**Objective:**
How many lines of the data below contain the word "each"? Reply with the number alone.

**Extracted records:**
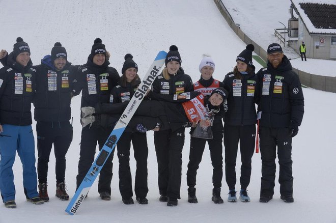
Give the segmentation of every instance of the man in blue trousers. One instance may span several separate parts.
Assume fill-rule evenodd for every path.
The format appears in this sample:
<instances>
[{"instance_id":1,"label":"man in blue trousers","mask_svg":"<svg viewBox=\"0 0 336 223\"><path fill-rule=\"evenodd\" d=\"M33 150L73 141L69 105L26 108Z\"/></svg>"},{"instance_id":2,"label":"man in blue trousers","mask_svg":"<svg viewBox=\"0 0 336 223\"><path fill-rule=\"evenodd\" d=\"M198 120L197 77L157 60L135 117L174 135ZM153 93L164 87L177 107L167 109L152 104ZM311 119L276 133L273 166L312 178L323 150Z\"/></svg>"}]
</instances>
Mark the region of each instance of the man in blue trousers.
<instances>
[{"instance_id":1,"label":"man in blue trousers","mask_svg":"<svg viewBox=\"0 0 336 223\"><path fill-rule=\"evenodd\" d=\"M35 71L30 49L21 37L16 39L0 69L0 191L5 206L16 208L13 164L16 151L23 167L23 187L27 201L43 204L36 189L34 137L31 103L35 90Z\"/></svg>"}]
</instances>

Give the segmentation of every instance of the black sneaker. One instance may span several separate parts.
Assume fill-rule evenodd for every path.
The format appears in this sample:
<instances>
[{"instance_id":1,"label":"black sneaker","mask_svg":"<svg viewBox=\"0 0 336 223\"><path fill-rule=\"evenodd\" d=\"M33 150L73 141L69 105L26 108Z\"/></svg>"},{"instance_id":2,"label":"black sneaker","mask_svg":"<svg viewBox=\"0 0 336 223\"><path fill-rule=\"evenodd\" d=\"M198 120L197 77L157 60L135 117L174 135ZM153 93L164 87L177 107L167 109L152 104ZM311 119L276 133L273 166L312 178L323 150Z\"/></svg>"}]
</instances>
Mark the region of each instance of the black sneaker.
<instances>
[{"instance_id":1,"label":"black sneaker","mask_svg":"<svg viewBox=\"0 0 336 223\"><path fill-rule=\"evenodd\" d=\"M46 202L49 201L47 188L48 185L46 183L42 183L39 184L39 197L41 199L43 199L43 201Z\"/></svg>"},{"instance_id":2,"label":"black sneaker","mask_svg":"<svg viewBox=\"0 0 336 223\"><path fill-rule=\"evenodd\" d=\"M188 202L193 204L198 203L196 197L196 188L194 187L188 188Z\"/></svg>"},{"instance_id":3,"label":"black sneaker","mask_svg":"<svg viewBox=\"0 0 336 223\"><path fill-rule=\"evenodd\" d=\"M56 184L56 197L61 199L61 201L67 201L69 200L69 194L66 191L66 186L64 182L59 183Z\"/></svg>"},{"instance_id":4,"label":"black sneaker","mask_svg":"<svg viewBox=\"0 0 336 223\"><path fill-rule=\"evenodd\" d=\"M286 203L293 203L294 202L294 198L291 195L282 195L280 197L281 200Z\"/></svg>"},{"instance_id":5,"label":"black sneaker","mask_svg":"<svg viewBox=\"0 0 336 223\"><path fill-rule=\"evenodd\" d=\"M160 198L159 198L159 201L162 202L166 202L168 201L168 197L165 194L161 194Z\"/></svg>"},{"instance_id":6,"label":"black sneaker","mask_svg":"<svg viewBox=\"0 0 336 223\"><path fill-rule=\"evenodd\" d=\"M148 204L148 200L146 198L138 198L136 197L136 201L140 204Z\"/></svg>"},{"instance_id":7,"label":"black sneaker","mask_svg":"<svg viewBox=\"0 0 336 223\"><path fill-rule=\"evenodd\" d=\"M7 208L16 208L16 203L15 201L5 201L5 207Z\"/></svg>"},{"instance_id":8,"label":"black sneaker","mask_svg":"<svg viewBox=\"0 0 336 223\"><path fill-rule=\"evenodd\" d=\"M215 187L212 189L211 200L215 204L222 204L224 202L220 197L220 187Z\"/></svg>"},{"instance_id":9,"label":"black sneaker","mask_svg":"<svg viewBox=\"0 0 336 223\"><path fill-rule=\"evenodd\" d=\"M106 191L103 191L100 193L99 197L101 198L101 200L104 201L110 201L111 200L111 196Z\"/></svg>"},{"instance_id":10,"label":"black sneaker","mask_svg":"<svg viewBox=\"0 0 336 223\"><path fill-rule=\"evenodd\" d=\"M123 199L123 202L124 202L124 204L133 204L134 203L132 198Z\"/></svg>"},{"instance_id":11,"label":"black sneaker","mask_svg":"<svg viewBox=\"0 0 336 223\"><path fill-rule=\"evenodd\" d=\"M259 202L261 203L268 203L269 201L273 199L273 196L267 196L267 195L261 195L259 199Z\"/></svg>"},{"instance_id":12,"label":"black sneaker","mask_svg":"<svg viewBox=\"0 0 336 223\"><path fill-rule=\"evenodd\" d=\"M31 202L34 204L42 204L44 203L44 201L43 201L43 199L40 198L39 197L36 197L35 198L26 198L27 199L27 201Z\"/></svg>"},{"instance_id":13,"label":"black sneaker","mask_svg":"<svg viewBox=\"0 0 336 223\"><path fill-rule=\"evenodd\" d=\"M177 199L169 198L168 202L167 202L167 206L171 207L177 206Z\"/></svg>"}]
</instances>

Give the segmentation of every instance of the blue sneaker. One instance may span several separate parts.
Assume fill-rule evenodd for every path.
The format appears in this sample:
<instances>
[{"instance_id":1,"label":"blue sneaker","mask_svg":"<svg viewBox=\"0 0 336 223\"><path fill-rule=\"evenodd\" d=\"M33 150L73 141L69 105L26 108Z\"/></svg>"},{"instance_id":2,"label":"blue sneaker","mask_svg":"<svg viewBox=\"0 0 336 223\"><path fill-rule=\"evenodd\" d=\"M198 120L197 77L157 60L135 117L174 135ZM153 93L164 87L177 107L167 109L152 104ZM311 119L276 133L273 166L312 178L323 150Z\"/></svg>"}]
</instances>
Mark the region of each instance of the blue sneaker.
<instances>
[{"instance_id":1,"label":"blue sneaker","mask_svg":"<svg viewBox=\"0 0 336 223\"><path fill-rule=\"evenodd\" d=\"M236 190L230 190L228 201L229 202L237 202L237 191Z\"/></svg>"},{"instance_id":2,"label":"blue sneaker","mask_svg":"<svg viewBox=\"0 0 336 223\"><path fill-rule=\"evenodd\" d=\"M249 197L247 194L247 191L246 190L241 189L239 192L239 200L242 202L249 202L250 200Z\"/></svg>"}]
</instances>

**Solution to the problem:**
3